## EXERCISE
Set down again exactly the lines of the listing below that fall between the line holding "Target: boat canopy" and the line holding "Mark each instance of the tiled", inclusive.

## RECORDS FOR PROCESSING
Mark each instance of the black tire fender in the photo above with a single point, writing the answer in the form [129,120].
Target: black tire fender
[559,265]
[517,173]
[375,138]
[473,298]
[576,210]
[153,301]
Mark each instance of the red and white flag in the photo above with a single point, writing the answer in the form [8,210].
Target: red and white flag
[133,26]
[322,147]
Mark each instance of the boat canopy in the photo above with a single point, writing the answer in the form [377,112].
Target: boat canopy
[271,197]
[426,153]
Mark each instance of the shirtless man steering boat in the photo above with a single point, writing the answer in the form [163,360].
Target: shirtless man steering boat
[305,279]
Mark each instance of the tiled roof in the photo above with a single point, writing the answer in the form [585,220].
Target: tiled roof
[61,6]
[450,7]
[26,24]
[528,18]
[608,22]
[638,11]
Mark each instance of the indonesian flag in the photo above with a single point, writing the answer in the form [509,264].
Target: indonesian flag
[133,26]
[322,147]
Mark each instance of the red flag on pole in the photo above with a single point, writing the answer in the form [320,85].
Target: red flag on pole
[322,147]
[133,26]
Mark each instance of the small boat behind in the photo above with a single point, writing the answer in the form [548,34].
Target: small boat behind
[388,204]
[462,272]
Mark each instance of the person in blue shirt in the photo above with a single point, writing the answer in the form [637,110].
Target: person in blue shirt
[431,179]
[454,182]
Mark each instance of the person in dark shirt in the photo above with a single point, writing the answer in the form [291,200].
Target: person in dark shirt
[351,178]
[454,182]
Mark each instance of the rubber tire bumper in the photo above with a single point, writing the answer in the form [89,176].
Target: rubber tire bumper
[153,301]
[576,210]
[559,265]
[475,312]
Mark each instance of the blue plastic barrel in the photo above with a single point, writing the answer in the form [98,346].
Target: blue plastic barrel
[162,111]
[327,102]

## ANSWER BOX
Target: boat canopy
[271,197]
[426,153]
Mark each instance of the shirtless man steering boat in the photo above with a single point, writing the answer in the form [163,360].
Target: shirtless man steering boat
[305,279]
Mark each instance of the tiled roof in the photo above with a single point, writing the answer in the form [585,220].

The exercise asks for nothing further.